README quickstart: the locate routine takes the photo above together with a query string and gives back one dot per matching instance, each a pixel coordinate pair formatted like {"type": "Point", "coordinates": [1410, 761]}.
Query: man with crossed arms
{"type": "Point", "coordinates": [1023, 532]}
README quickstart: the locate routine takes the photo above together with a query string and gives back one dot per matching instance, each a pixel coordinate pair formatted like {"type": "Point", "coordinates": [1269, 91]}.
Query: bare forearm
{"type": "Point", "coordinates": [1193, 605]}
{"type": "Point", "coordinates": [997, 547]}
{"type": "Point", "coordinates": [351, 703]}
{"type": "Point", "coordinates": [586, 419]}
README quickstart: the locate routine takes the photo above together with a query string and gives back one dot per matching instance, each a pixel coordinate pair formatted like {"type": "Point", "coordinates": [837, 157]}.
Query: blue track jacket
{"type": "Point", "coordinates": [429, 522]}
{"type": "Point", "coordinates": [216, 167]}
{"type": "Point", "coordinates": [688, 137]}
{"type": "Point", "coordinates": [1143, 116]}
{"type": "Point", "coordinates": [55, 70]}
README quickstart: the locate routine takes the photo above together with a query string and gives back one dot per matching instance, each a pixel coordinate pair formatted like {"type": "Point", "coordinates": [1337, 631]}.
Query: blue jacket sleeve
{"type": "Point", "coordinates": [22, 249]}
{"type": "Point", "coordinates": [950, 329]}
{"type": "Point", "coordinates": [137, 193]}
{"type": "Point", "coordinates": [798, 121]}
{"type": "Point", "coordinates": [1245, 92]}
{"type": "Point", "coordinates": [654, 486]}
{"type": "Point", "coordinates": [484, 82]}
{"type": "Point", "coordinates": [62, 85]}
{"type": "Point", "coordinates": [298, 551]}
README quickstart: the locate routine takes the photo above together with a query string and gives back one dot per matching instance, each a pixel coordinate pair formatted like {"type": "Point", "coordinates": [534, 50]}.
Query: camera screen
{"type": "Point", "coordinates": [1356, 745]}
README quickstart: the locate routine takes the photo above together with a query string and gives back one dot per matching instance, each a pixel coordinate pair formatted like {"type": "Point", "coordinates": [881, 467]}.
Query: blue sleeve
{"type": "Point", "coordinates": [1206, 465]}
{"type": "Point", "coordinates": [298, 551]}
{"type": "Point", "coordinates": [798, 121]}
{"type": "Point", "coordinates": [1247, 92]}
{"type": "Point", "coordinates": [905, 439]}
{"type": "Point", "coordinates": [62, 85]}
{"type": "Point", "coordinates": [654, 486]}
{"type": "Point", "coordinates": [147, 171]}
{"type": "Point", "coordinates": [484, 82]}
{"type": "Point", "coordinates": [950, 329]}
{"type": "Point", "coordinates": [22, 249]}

● ● ● ● ●

* REQUIRED WORK
Extract all of the data exactly as written.

* ANSWER SPACE
README quickstart: the locate routine takes the photo above together with a query string and gives back one dot per matching instance, each a pixel coordinate pair formatted like {"type": "Point", "coordinates": [1410, 761]}.
Query: man with crossed arms
{"type": "Point", "coordinates": [1023, 532]}
README quickstart: the locate routine takes the photo above together with a query string and gives back one dot per matching instance, each a pixel coordinate pair formatted like {"type": "Point", "coordinates": [1269, 91]}.
Query: bare forearm
{"type": "Point", "coordinates": [1193, 605]}
{"type": "Point", "coordinates": [997, 547]}
{"type": "Point", "coordinates": [351, 703]}
{"type": "Point", "coordinates": [586, 419]}
README quickstart: the locate routine takes the photo above together with a query string and gives back one dot per matching instance, each a pixel coordinate pair formatted like {"type": "Point", "coordinates": [837, 157]}.
Query: blue track jacket
{"type": "Point", "coordinates": [429, 522]}
{"type": "Point", "coordinates": [216, 167]}
{"type": "Point", "coordinates": [688, 137]}
{"type": "Point", "coordinates": [1143, 116]}
{"type": "Point", "coordinates": [55, 70]}
README quickstart: the locate routine takes the photo above together with a query string and gives back one dot per matching instance, each a pixel coordinate pair formatted like {"type": "Point", "coordinates": [1337, 631]}.
Query: blue jacket sleeve
{"type": "Point", "coordinates": [22, 249]}
{"type": "Point", "coordinates": [950, 329]}
{"type": "Point", "coordinates": [137, 193]}
{"type": "Point", "coordinates": [798, 121]}
{"type": "Point", "coordinates": [1245, 92]}
{"type": "Point", "coordinates": [654, 486]}
{"type": "Point", "coordinates": [484, 82]}
{"type": "Point", "coordinates": [62, 85]}
{"type": "Point", "coordinates": [298, 551]}
README quickstart: the locate routine takes the photo above together with a query string and gives back one dot per matching instance, each a pixel coordinate pair formatted like {"type": "Point", "coordinates": [534, 50]}.
Query: camera screen
{"type": "Point", "coordinates": [1356, 745]}
README quickstart: the locate routine takes the photo above together with a query string and gives back one dot per matching instance, each a pixel coordinate pair formatted like {"type": "Point", "coordinates": [881, 467]}.
Query: blue sleeve
{"type": "Point", "coordinates": [1206, 465]}
{"type": "Point", "coordinates": [298, 551]}
{"type": "Point", "coordinates": [798, 121]}
{"type": "Point", "coordinates": [1247, 92]}
{"type": "Point", "coordinates": [905, 439]}
{"type": "Point", "coordinates": [62, 85]}
{"type": "Point", "coordinates": [654, 486]}
{"type": "Point", "coordinates": [147, 171]}
{"type": "Point", "coordinates": [484, 82]}
{"type": "Point", "coordinates": [950, 329]}
{"type": "Point", "coordinates": [22, 249]}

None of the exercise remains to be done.